Rescale the stretch from the line containing "Identify each instance of the distant" through the end of the records. Output only those lines, requests included, with each point coordinate multiplied by 0.4 and rounded to a whole number, halves rounding up.

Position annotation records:
******

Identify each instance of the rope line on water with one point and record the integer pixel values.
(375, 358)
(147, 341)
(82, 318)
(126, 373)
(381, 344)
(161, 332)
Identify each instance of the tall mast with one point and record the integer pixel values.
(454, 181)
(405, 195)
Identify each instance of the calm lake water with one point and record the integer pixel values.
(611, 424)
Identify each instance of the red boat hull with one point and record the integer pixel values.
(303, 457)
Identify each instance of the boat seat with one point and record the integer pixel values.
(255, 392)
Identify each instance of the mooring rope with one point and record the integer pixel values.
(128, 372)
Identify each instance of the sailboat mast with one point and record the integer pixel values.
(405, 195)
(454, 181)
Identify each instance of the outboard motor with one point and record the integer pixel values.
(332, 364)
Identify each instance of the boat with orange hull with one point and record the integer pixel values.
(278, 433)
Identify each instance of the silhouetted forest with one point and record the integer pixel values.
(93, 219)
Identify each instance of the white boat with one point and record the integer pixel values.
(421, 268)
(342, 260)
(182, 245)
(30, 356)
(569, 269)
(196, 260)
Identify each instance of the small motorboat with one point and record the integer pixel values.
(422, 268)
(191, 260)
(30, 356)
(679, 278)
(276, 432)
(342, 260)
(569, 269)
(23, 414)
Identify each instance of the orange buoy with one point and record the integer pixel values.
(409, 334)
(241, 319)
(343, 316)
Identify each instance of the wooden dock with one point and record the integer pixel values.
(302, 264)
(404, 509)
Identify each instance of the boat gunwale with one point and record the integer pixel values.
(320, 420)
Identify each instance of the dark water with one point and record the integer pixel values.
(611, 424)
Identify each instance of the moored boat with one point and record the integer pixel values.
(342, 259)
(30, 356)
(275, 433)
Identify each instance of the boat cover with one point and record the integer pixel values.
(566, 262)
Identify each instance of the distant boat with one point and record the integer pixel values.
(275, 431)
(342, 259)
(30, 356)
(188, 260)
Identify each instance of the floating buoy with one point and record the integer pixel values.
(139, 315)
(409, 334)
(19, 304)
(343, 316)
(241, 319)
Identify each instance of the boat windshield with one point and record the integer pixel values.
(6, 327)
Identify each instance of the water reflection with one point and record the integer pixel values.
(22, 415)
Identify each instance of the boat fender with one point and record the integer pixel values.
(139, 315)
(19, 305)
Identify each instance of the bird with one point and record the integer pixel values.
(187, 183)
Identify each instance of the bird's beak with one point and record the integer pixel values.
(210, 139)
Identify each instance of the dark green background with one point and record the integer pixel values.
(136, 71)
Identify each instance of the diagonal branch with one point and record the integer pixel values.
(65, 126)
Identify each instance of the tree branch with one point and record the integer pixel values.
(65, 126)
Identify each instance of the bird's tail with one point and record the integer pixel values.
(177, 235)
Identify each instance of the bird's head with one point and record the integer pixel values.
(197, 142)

******

§ **EXERCISE ANSWER**:
Identify each instance of the distant boat with one point and record the integer pixel values.
(110, 172)
(137, 104)
(12, 142)
(75, 104)
Identify each instance of the floating buoy with one point and record the integer pixel values.
(56, 126)
(164, 134)
(8, 122)
(137, 126)
(96, 128)
Identify each instance of the boat windshield with one point and record the integer pixel values.
(2, 131)
Identify each instance of the water reflection with one point and record the integer pixel values.
(9, 166)
Identify each instance of the boat fender with one point and record the integer pixel values.
(56, 126)
(8, 122)
Identify each instance of the bird with one point and record the integer pixel values.
(75, 73)
Identify each instance of the bird's beak with one point and record the integer pixel values.
(84, 56)
Identify each instance of the dark green background with one point and record the integer pixel values.
(54, 28)
Identify each instance of the diagonal branch with one point and record the integer pixel values.
(26, 50)
Identify each instance of the tree branch with one point and record the integer pixel values.
(26, 50)
Identify each instance of the bird's tail with one point and record the integer pixel values.
(71, 94)
Identify each instance of the bird's head with one point and record the integer pixel values.
(79, 57)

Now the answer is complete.